Text provided:
________________
A table pointing to primary keys, sorted by a commonly used criterium. Ex. First name, last name, sku...
It's like the index of a book. It has a list of words or phrases in alphabetical order, which makes searching easier and faster. Then it has pages number pointing you to where the words appear in the actual content of the book.
A database index is an extra bit added to the database that has the specified fields sorted in some way for quick and easy searching, and it points back to the actual record in the database.
To give a more concrete example, imagine you have a book (like the telephone directory) which is laid out with all the entries sorted by last name and then first name. If you're trying to find an entry for someone whose last name starts with a K, that's nice and simple. However, what happens if you want to find all the people called Joshua in the book? You'd have to literally read through every entry on every page and mark the ones you're interested in.
If the telephone book also had an index of first names--so it tells you the first Joshua is the 22nd entry on page 2, and so on--it would make this task much faster and more efficient. This is exactly what an index in a database does. It obviously only works for particular queries, because this hypothetical first name index isn't going to help you find the person who lives at 21 Jump Street, so you have to set up your indexes according to what queries you want to speed up.
It is an extra table telling the db engine where to find a primary key. It reduces search times by being sorted in a specific way, and often has some extra, useful information.
If you have a table with products, and you have maybe 5-8 columns, and products are not sorted in any specific way, just added one after another.
And you realize that users often give a product number and want to get the name. So instead of having to load the large table, and traverse it looking for this id, you design it so,
That such search goes to the index, which only has PK, prod Nr and name, and is sorted ASC.
________________
Information given:
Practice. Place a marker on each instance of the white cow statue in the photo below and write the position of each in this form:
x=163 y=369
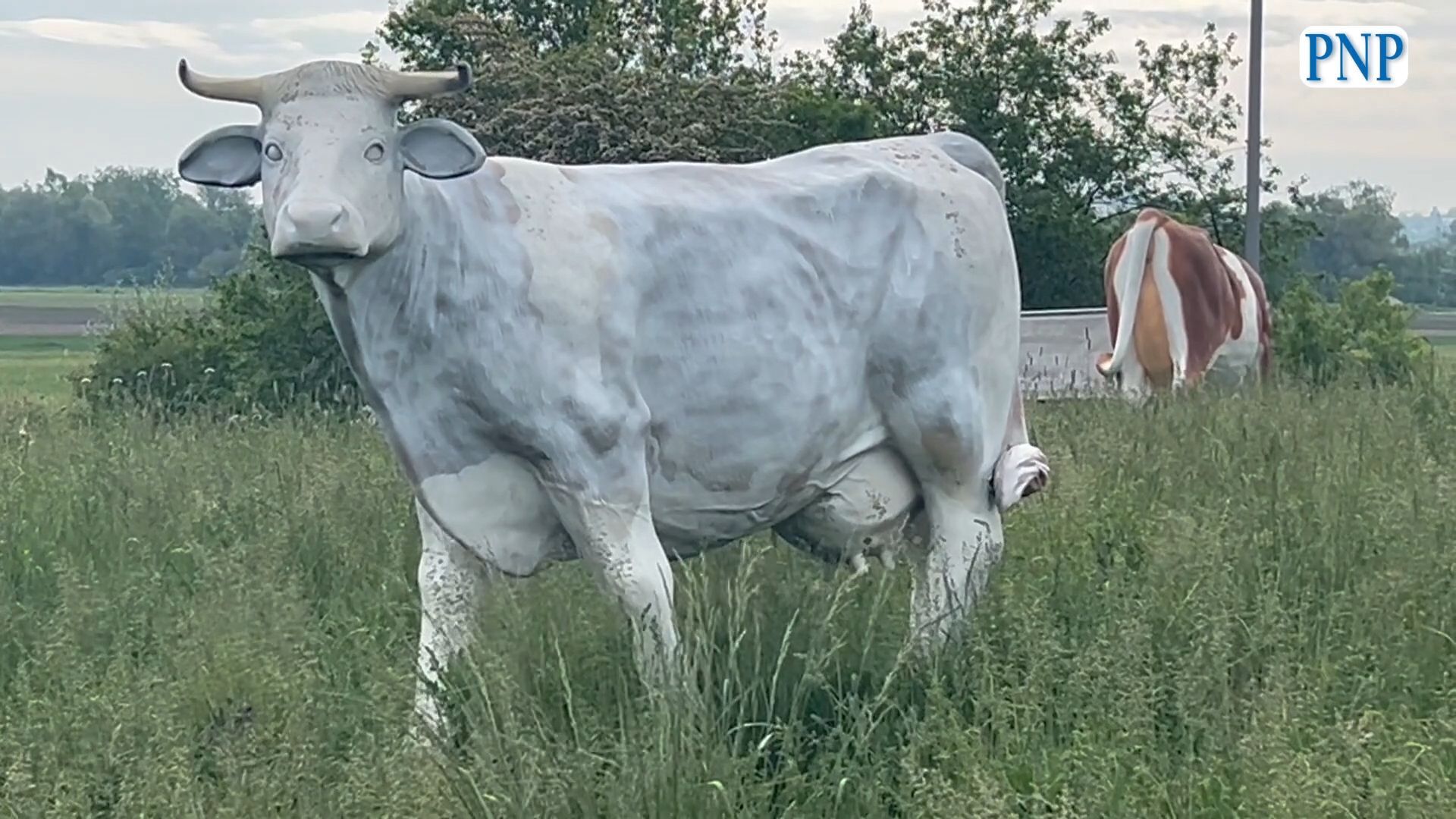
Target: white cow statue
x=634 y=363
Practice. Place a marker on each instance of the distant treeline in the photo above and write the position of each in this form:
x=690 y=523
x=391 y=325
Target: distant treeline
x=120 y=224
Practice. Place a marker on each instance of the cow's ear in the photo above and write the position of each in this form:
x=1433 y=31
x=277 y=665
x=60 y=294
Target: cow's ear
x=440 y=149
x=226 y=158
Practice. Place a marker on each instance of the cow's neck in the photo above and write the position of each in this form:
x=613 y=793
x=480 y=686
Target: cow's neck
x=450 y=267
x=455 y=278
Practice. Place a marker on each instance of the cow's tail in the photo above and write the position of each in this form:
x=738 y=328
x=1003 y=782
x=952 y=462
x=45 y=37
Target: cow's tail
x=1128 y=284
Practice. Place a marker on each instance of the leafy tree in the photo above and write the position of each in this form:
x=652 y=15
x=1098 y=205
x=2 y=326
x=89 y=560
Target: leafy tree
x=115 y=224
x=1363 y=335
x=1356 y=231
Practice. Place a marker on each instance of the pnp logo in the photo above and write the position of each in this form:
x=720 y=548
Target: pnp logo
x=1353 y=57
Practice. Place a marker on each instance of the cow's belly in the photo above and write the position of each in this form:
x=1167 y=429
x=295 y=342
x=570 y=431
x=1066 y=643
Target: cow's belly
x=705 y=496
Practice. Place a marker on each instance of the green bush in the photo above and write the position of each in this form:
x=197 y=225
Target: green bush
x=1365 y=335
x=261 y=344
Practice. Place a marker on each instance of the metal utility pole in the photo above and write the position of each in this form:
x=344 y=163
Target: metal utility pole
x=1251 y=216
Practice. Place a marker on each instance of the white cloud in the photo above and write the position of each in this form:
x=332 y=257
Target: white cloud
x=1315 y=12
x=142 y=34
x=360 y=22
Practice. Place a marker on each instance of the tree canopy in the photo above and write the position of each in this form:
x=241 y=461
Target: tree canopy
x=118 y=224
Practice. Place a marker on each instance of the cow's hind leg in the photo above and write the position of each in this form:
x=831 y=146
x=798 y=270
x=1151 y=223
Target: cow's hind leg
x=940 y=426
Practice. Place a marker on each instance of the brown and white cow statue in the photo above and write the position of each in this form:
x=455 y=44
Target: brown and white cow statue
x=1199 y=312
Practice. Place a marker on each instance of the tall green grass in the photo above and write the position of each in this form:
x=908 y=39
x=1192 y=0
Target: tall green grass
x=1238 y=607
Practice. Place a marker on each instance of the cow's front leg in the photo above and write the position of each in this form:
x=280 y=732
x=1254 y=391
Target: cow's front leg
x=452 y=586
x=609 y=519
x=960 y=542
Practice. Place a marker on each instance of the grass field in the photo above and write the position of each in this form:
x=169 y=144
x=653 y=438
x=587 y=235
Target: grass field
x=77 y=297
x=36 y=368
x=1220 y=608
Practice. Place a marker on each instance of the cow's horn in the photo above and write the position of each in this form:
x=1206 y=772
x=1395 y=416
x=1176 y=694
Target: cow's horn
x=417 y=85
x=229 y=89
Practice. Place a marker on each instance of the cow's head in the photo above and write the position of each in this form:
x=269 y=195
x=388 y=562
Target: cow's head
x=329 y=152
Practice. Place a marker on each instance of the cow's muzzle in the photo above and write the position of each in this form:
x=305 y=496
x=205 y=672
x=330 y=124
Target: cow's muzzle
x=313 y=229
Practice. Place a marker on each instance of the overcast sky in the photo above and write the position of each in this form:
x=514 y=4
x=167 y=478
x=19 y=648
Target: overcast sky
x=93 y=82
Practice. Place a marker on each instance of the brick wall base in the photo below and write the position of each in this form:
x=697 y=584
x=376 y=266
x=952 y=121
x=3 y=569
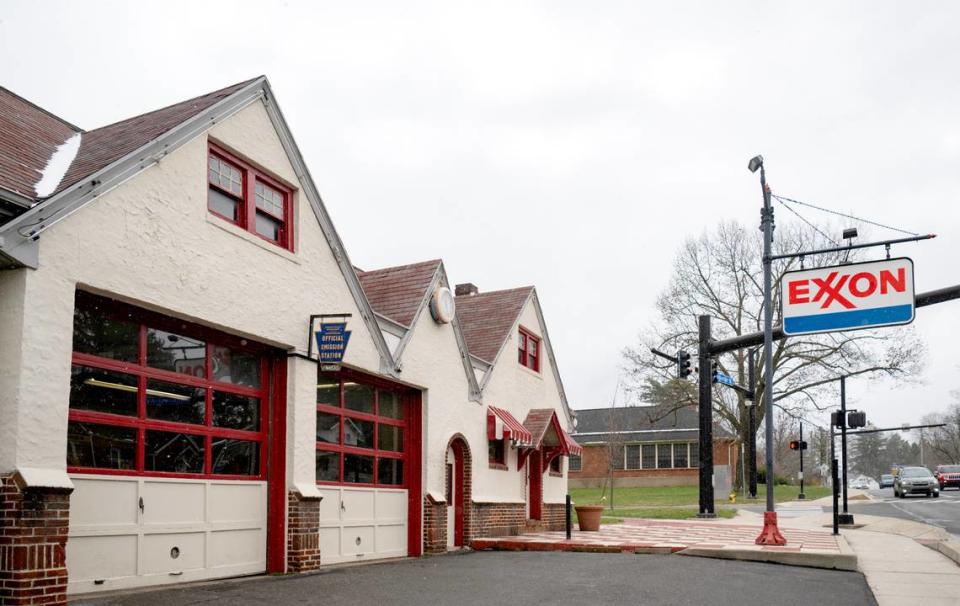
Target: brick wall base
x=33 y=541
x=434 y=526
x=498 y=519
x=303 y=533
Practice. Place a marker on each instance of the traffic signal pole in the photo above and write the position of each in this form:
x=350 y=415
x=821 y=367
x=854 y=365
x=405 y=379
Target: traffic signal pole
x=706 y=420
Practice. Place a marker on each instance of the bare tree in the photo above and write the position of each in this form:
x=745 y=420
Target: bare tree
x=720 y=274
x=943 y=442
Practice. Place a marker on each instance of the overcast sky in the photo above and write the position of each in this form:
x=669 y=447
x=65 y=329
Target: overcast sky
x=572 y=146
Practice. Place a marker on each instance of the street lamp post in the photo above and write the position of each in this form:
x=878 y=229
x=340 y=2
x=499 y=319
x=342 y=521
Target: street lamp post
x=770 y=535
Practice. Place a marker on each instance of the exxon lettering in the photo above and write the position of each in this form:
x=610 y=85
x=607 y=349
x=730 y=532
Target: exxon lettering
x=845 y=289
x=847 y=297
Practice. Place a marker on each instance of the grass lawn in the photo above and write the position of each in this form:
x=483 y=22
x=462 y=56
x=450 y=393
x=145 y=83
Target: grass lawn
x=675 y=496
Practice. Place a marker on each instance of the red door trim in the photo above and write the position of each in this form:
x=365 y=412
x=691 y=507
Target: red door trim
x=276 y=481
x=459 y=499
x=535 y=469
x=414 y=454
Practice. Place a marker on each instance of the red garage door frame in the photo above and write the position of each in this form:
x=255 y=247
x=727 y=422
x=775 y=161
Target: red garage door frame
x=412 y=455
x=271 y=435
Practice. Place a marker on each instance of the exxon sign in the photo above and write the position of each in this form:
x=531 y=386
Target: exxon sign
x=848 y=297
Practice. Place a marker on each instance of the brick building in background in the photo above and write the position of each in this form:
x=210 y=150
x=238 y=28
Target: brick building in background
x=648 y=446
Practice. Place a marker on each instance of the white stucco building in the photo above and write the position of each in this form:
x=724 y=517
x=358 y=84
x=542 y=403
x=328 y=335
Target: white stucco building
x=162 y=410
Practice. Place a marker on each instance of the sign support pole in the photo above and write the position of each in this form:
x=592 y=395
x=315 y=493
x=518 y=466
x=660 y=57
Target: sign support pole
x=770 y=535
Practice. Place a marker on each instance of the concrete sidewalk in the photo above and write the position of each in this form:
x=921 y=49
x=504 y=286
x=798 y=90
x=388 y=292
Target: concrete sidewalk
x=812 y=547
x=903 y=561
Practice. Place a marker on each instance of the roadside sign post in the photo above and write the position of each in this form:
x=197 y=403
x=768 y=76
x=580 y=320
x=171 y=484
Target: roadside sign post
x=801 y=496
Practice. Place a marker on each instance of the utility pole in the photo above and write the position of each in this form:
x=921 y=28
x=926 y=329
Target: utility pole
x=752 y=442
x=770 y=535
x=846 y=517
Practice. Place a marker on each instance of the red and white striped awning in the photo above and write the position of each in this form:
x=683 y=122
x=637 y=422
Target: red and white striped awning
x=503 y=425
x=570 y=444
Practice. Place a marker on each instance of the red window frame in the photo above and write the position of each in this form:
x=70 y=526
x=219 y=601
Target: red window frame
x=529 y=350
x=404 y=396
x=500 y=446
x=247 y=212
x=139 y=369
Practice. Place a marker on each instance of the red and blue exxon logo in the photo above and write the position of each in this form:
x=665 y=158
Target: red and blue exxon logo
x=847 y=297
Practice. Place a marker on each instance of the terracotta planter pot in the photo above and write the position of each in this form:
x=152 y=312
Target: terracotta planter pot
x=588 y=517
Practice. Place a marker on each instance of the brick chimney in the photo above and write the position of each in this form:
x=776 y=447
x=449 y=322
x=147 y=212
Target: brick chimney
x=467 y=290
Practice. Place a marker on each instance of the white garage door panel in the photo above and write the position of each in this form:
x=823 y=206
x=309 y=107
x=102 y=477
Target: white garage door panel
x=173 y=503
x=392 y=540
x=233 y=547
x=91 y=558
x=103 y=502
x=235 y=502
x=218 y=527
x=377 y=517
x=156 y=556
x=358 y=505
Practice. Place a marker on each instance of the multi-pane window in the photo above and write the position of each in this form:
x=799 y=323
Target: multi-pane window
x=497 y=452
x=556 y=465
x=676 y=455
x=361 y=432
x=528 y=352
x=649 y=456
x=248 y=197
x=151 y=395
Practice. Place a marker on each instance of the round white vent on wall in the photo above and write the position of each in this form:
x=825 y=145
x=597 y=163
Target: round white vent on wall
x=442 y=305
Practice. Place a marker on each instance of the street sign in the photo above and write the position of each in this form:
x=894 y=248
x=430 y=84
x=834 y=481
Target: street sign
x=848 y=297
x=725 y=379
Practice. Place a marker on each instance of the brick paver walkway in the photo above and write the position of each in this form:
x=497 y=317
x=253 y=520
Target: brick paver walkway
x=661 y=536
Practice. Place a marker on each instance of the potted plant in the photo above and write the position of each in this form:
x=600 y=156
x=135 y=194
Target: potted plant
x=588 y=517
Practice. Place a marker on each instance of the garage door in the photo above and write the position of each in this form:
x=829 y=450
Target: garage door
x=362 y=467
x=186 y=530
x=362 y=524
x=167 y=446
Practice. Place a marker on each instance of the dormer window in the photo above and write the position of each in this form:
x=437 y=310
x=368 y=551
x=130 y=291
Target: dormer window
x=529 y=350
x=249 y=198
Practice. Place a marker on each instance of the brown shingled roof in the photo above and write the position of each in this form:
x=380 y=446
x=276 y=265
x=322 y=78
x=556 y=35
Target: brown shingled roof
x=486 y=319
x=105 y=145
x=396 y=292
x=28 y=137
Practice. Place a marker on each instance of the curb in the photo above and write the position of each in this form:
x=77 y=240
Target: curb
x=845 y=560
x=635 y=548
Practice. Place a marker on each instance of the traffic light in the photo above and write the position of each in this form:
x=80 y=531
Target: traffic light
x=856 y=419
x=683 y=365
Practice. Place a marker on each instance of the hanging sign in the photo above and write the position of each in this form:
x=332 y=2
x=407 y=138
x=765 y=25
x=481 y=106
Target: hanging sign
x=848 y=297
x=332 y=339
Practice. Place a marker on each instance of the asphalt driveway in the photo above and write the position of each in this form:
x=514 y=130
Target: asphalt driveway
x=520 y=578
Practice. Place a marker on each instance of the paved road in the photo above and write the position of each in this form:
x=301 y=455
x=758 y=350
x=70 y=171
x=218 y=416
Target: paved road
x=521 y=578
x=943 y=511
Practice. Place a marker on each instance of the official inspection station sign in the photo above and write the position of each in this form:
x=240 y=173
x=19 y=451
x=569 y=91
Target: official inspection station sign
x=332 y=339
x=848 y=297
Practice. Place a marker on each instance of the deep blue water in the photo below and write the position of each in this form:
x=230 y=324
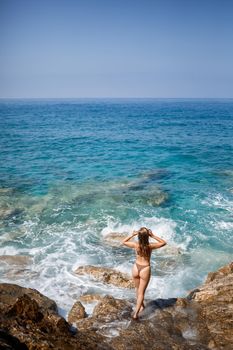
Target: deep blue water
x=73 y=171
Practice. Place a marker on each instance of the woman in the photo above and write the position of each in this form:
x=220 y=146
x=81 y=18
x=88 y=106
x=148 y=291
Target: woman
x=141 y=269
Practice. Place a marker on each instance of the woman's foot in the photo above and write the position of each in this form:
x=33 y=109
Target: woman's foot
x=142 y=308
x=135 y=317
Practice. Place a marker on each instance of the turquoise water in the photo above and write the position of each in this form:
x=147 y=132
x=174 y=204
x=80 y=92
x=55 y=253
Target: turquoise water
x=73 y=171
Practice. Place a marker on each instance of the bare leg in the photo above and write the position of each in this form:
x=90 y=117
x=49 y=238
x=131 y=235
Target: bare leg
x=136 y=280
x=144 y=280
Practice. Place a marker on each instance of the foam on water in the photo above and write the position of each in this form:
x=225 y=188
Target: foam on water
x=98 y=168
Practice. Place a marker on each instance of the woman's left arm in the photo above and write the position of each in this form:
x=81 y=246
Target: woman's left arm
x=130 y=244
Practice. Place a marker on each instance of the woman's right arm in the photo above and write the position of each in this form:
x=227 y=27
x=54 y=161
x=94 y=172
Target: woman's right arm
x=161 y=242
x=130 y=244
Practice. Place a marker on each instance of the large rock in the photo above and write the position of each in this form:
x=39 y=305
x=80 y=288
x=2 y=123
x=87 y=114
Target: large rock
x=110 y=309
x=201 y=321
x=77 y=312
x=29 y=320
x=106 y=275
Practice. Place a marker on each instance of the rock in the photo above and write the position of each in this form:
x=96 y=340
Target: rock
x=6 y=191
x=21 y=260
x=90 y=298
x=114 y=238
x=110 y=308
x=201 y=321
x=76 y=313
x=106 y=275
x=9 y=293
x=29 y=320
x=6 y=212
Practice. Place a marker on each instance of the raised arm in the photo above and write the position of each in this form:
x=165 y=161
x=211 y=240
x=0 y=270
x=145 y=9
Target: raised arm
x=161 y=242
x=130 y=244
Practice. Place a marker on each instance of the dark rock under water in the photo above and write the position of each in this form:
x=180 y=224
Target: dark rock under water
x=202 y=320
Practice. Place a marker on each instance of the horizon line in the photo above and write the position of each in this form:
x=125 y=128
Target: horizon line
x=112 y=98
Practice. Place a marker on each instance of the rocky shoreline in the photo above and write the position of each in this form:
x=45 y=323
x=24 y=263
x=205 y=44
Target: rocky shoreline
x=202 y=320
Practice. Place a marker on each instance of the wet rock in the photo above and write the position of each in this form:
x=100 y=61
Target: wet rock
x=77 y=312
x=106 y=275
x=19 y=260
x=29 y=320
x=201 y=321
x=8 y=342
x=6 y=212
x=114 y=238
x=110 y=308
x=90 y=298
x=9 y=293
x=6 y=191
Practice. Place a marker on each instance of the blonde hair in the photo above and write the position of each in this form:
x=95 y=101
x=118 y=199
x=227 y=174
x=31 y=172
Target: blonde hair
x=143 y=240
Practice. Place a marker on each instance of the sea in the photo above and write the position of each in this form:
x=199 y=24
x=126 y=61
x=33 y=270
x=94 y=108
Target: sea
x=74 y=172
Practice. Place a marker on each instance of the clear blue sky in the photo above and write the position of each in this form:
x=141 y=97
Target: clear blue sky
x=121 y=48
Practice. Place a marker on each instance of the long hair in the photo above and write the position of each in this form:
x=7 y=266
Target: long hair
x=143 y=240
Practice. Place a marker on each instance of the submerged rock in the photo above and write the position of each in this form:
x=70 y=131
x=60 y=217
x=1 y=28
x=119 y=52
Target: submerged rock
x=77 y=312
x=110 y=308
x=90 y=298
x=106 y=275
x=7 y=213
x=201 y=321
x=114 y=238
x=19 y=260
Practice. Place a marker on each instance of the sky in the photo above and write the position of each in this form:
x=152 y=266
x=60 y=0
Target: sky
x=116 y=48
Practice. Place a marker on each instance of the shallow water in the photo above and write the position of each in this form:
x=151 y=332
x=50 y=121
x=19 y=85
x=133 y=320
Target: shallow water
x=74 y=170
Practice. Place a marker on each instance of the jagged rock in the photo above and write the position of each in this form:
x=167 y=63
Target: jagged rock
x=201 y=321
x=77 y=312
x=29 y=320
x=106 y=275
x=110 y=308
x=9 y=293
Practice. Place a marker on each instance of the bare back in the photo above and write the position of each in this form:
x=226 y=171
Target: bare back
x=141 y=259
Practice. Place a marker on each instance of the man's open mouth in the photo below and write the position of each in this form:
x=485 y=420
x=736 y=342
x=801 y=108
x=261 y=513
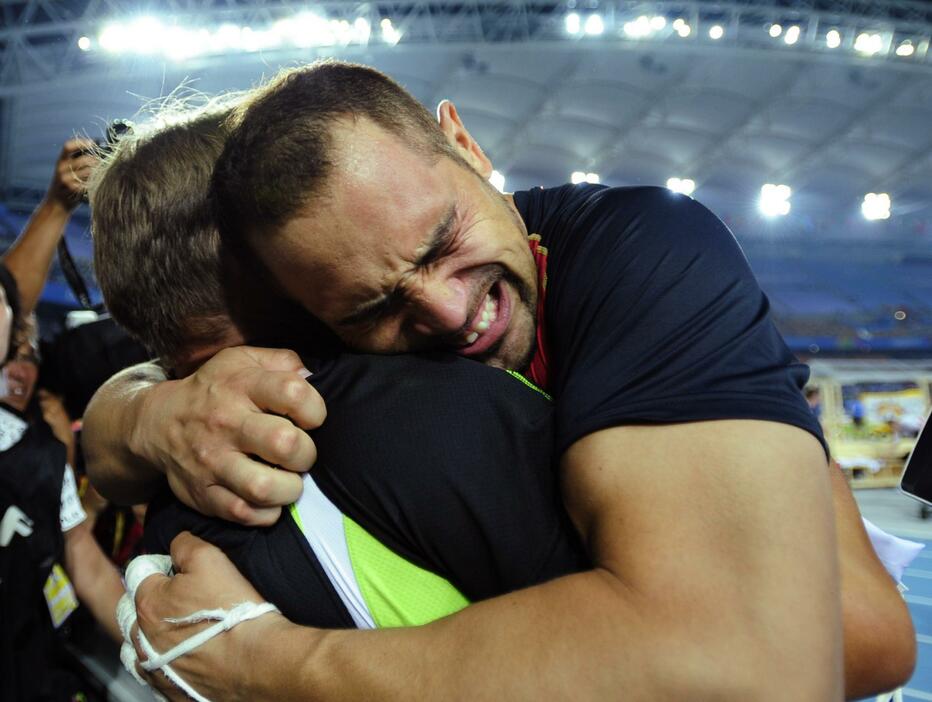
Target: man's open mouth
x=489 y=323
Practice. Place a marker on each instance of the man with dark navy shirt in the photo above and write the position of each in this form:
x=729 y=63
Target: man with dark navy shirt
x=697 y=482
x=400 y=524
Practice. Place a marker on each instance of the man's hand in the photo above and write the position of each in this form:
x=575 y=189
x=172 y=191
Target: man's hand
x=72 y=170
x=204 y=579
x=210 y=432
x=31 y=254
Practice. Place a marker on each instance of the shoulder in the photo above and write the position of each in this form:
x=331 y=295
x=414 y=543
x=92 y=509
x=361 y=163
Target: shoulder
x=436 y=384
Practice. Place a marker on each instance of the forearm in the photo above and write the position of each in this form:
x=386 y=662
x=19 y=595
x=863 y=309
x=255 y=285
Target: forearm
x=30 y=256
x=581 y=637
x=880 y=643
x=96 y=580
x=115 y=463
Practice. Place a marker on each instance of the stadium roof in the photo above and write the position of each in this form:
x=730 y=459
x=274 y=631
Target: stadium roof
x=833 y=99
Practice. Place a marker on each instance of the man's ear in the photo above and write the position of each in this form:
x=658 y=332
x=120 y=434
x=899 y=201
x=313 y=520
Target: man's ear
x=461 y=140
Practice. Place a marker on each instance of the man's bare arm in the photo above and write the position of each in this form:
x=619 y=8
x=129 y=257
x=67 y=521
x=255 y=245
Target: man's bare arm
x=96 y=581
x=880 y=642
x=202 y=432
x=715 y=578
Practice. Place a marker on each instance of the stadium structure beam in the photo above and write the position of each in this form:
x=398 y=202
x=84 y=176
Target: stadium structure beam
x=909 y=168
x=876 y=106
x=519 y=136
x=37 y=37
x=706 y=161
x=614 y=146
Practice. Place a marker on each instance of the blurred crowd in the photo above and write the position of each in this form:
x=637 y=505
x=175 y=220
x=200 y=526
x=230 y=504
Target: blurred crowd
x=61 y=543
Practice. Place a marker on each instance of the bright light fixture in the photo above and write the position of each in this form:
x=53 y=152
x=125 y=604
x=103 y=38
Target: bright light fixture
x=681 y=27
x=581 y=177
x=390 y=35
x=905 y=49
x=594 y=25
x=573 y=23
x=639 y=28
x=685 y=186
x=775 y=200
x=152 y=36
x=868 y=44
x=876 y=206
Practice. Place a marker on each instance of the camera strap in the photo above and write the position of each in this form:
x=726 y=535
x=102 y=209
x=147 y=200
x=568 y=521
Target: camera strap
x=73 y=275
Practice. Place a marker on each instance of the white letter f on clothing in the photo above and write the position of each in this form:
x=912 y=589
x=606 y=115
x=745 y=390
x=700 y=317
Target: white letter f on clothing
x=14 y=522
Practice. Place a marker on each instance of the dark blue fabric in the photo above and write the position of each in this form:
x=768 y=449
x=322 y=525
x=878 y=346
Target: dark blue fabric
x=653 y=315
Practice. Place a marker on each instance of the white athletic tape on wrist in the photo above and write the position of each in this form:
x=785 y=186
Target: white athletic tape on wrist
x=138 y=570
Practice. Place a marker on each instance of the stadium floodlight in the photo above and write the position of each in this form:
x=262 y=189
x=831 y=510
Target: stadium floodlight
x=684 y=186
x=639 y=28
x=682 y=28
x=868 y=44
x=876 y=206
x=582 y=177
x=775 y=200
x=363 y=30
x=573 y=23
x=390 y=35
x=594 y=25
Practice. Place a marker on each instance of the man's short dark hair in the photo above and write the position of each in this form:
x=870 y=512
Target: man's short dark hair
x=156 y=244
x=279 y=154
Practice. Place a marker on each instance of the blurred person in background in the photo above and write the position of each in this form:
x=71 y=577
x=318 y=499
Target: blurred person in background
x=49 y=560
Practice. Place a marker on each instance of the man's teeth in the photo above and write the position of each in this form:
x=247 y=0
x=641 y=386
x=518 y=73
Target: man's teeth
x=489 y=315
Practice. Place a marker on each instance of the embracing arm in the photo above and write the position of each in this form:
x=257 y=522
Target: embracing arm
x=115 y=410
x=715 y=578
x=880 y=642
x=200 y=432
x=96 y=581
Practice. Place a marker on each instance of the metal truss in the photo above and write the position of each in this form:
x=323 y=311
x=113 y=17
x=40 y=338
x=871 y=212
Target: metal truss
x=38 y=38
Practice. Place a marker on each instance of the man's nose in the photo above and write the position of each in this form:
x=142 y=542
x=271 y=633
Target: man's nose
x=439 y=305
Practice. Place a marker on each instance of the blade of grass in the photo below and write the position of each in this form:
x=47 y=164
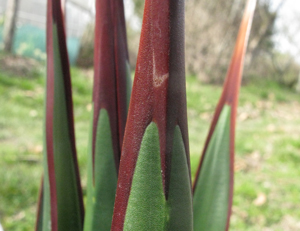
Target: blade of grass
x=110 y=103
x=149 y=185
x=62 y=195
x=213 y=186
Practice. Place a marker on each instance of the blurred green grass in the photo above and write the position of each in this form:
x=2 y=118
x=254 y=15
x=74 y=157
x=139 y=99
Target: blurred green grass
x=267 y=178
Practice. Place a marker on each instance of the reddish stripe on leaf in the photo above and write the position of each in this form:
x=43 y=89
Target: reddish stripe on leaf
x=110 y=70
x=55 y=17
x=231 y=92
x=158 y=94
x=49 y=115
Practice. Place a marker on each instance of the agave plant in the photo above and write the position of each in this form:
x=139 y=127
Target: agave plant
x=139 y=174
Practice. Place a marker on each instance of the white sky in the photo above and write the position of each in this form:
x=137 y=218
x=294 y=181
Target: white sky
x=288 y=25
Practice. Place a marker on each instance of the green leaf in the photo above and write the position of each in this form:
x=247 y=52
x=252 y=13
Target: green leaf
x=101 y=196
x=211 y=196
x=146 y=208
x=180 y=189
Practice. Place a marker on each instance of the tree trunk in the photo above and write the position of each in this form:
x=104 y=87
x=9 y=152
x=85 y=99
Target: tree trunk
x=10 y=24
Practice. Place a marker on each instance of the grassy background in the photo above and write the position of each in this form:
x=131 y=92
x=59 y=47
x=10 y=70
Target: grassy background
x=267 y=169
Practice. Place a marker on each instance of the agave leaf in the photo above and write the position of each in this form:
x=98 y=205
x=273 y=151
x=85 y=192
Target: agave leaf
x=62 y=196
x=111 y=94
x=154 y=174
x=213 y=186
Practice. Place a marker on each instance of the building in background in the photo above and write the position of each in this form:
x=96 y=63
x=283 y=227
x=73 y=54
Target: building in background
________________
Written request:
Copy out the passage about database indexes in full, word for word. Rely only on the passage about database indexes.

Response:
A table pointing to primary keys, sorted by a commonly used criterium. Ex. First name, last name, sku...
It's like the index of a book. It has a list of words or phrases in alphabetical order, which makes searching easier and faster. Then it has pages number pointing you to where the words appear in the actual content of the book.
A database index is an extra bit added to the database that has the specified fields sorted in some way for quick and easy searching, and it points back to the actual record in the database.
To give a more concrete example, imagine you have a book (like the telephone directory) which is laid out with all the entries sorted by last name and then first name. If you're trying to find an entry for someone whose last name starts with a K, that's nice and simple. However, what happens if you want to find all the people called Joshua in the book? You'd have to literally read through every entry on every page and mark the ones you're interested in.
If the telephone book also had an index of first names--so it tells you the first Joshua is the 22nd entry on page 2, and so on--it would make this task much faster and more efficient. This is exactly what an index in a database does. It obviously only works for particular queries, because this hypothetical first name index isn't going to help you find the person who lives at 21 Jump Street, so you have to set up your indexes according to what queries you want to speed up.
It is an extra table telling the db engine where to find a primary key. It reduces search times by being sorted in a specific way, and often has some extra, useful information.
If you have a table with products, and you have maybe 5-8 columns, and products are not sorted in any specific way, just added one after another.
And you realize that users often give a product number and want to get the name. So instead of having to load the large table, and traverse it looking for this id, you design it so,
That such search goes to the index, which only has PK, prod Nr and name, and is sorted ASC.